Trecho da página:
========================================

# Gerador de Perguntas Dinâmico Utilizando T5 e PTT5 em Português/Inglês 
## Parte 2 - Treinando o modelo para geração automática das perguntas

*Baseado no incrível trabalho realizado por Suraj Patil* -  [Question Generation 
Using Transformers](https://github.com/patil-suraj/question_generation)  

--- 
1.   A preparação do dataset foi gerado no notebook anterior [Preparação dos Dados](https://).
2.   O Tokenizer foi preparado no passado anterior (adição dos tokens especiais).
3.   Utilização da classe Trainer (Hugginface) para treino do modelo.
4.   Tratamento para treino em diferentes modelos e linguas (português ou inglês).
5.   Após o treinamento o modelo é salvo e o diretório faz referencia ao modelo original utilizado para treinamento (modelos T5 em português e inglês).





In [1]:
from google.colab import drive
drive.mount('/content/drive')

Mounted at /content/drive


In [2]:
import sys
sys.path.insert(0,'/content/drive/My Drive/python/question-generator')

========================================

Solicitação escrita 1: Redigite, sem alterações, a parte do trecho sobre o gerador de perguntas que se inicia nas palavras que contêm "# Gerador de" e se encerra em "português e inglês).".
Solicitação escrita 2: Segundo o trecho sobre o gerador de perguntas, qual classe é utilizada para treinar o modelo?
Os registros não entram em nada disto.

Dados de rotulagem de coordenadas

========================================

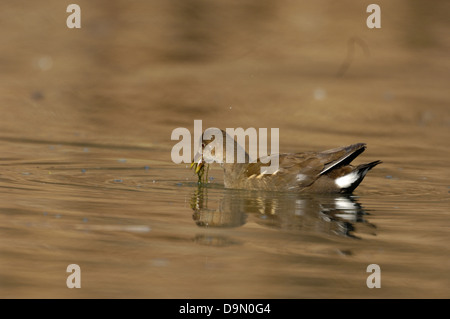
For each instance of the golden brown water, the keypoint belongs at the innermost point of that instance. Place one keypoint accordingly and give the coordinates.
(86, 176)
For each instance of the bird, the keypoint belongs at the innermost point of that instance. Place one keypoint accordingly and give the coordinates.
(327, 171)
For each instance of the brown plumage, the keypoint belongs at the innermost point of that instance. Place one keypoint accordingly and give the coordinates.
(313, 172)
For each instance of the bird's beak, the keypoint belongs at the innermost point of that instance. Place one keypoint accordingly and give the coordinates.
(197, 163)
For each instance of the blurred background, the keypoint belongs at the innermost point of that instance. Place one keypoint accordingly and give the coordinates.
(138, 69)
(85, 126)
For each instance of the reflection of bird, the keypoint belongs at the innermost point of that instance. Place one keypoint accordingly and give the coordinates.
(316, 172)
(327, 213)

========================================

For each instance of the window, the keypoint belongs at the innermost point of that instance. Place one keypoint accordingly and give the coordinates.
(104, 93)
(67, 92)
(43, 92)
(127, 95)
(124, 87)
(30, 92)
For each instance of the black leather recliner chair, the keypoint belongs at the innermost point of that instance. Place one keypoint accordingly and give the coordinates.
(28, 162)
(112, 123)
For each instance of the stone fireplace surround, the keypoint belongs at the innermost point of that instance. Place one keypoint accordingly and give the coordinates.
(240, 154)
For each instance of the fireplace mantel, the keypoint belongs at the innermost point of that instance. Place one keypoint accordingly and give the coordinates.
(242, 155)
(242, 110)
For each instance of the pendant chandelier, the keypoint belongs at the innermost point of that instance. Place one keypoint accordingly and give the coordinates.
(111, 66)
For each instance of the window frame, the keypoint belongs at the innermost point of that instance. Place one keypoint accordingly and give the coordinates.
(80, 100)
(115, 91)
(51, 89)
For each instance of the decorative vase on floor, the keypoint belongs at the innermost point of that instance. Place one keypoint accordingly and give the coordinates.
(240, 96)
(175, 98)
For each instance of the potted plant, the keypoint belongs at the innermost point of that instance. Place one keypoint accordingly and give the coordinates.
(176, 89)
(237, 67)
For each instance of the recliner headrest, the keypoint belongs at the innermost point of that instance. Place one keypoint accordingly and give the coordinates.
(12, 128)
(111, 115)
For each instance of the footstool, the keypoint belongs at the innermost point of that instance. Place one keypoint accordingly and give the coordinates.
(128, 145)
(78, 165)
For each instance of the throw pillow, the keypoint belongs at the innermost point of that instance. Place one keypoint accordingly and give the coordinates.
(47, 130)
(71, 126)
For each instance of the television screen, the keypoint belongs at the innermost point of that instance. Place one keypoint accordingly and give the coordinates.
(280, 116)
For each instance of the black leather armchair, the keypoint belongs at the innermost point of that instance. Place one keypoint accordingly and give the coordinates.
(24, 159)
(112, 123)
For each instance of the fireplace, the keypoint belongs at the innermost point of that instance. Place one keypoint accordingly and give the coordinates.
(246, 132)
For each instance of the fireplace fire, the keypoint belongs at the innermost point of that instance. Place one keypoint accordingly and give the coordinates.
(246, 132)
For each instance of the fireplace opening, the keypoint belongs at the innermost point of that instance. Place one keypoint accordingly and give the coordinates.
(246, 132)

========================================

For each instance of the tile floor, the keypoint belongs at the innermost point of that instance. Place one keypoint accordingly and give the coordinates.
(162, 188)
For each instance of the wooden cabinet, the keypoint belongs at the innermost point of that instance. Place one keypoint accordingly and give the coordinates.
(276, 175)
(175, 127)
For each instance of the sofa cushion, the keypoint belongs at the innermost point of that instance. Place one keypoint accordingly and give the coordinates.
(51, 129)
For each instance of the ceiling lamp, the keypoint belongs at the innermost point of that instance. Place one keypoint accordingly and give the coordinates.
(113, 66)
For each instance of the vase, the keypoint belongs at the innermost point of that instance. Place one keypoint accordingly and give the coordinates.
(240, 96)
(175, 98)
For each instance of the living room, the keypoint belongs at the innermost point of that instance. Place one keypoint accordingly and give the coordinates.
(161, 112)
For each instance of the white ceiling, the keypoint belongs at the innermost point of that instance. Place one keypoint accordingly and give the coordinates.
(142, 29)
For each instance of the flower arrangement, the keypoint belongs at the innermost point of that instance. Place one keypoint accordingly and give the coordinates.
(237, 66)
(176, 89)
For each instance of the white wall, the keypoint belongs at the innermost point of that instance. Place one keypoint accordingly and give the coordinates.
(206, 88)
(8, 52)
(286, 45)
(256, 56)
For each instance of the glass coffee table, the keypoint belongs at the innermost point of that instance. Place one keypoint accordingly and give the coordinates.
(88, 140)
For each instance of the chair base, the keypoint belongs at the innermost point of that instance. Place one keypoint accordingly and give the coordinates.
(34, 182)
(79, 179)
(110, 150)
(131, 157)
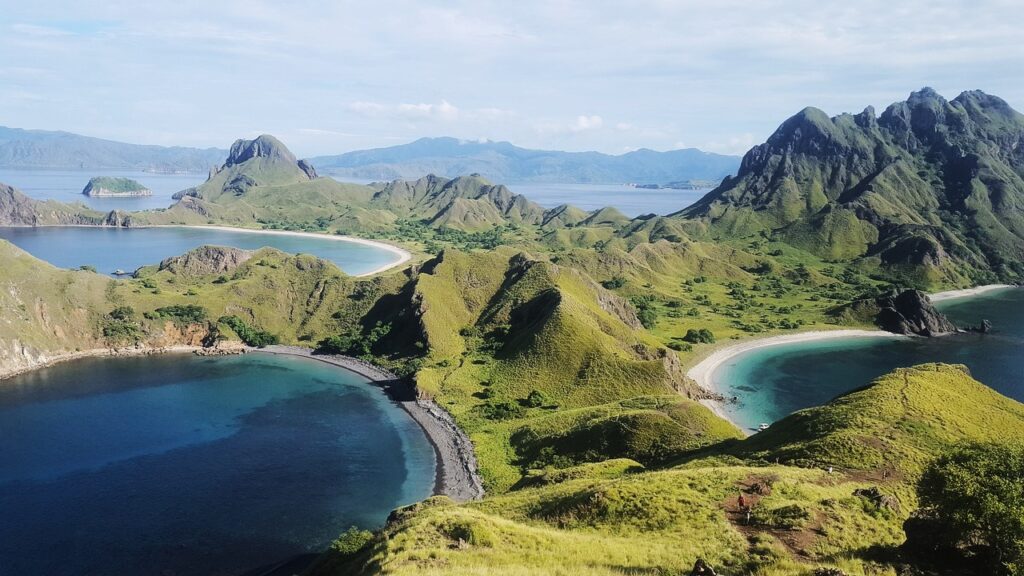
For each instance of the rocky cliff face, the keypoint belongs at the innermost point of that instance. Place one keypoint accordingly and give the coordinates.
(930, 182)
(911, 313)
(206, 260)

========================================

Solução do problema 1:
# Gerador de Perguntas Dinâmico Utilizando T5 e PTT5 em Português/Inglês 
## Parte 2 - Treinando o modelo para geração automática das perguntas

*Baseado no incrível trabalho realizado por Suraj Patil* -  [Question Generation 
Using Transformers](https://github.com/patil-suraj/question_generation)  

--- 
1.   A preparação do dataset foi gerado no notebook anterior [Preparação dos Dados](https://).
2.   O Tokenizer foi preparado no passado anterior (adição dos tokens especiais).
3.   Utilização da classe Trainer (Hugginface) para treino do modelo.
4.   Tratamento para treino em diferentes modelos e linguas (português ou inglês).
5.   Após o treinamento o modelo é salvo e o diretório faz referencia ao modelo original utilizado para treinamento (modelos T5 em português e inglês).

Solução do problema 2: A classe Trainer.